[Stored data entries]
▶
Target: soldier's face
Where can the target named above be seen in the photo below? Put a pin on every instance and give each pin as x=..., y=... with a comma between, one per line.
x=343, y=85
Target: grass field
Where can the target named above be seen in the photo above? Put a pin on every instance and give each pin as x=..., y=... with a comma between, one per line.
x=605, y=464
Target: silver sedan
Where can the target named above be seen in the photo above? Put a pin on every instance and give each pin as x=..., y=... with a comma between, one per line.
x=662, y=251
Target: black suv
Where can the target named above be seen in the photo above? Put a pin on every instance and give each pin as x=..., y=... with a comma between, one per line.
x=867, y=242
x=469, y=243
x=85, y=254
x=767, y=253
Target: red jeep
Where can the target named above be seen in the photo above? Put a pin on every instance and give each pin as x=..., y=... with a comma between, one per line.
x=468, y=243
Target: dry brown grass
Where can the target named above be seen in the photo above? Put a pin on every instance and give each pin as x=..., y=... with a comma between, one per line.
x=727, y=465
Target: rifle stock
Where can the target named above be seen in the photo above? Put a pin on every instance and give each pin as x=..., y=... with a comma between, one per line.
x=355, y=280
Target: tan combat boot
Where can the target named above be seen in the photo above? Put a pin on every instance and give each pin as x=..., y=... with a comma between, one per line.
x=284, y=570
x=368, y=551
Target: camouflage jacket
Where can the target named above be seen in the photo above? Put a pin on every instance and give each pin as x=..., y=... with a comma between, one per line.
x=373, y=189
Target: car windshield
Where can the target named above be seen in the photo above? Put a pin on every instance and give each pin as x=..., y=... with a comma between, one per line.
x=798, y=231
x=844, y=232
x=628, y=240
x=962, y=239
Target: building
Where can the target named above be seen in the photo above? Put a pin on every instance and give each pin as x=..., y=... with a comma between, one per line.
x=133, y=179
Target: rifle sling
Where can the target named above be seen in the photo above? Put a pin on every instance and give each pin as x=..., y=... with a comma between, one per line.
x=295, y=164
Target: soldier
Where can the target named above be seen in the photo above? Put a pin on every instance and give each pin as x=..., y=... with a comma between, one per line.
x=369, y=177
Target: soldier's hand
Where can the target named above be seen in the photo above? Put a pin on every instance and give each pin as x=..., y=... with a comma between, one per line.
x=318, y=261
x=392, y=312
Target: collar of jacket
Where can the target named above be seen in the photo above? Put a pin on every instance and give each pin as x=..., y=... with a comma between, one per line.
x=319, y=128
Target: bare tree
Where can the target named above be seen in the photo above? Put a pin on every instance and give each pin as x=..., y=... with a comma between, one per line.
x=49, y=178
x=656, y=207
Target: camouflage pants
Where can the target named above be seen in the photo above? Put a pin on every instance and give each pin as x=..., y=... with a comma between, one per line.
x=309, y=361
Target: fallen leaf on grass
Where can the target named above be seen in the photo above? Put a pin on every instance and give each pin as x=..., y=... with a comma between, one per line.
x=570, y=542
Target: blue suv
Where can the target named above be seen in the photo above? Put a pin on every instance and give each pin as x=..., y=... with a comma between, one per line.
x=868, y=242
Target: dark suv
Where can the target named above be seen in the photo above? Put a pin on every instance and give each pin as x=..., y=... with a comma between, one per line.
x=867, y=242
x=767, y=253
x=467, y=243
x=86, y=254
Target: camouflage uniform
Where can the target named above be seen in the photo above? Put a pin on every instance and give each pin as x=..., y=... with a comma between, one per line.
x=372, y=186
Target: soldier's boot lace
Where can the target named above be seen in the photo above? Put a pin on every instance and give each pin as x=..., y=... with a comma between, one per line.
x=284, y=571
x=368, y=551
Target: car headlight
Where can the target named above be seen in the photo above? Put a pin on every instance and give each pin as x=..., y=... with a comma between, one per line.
◀
PROBLEM:
Your answer consists solely of the lines from the top of the records above through the line that contains "Target: grass field", each echoed exactly.

TASK RESPONSE:
Target: soldier's face
Where can the target named above be seen in the photo below? Put a pin on every instance and give each pin as x=..., y=... with a comma between, one per line.
x=343, y=85
Target: grass field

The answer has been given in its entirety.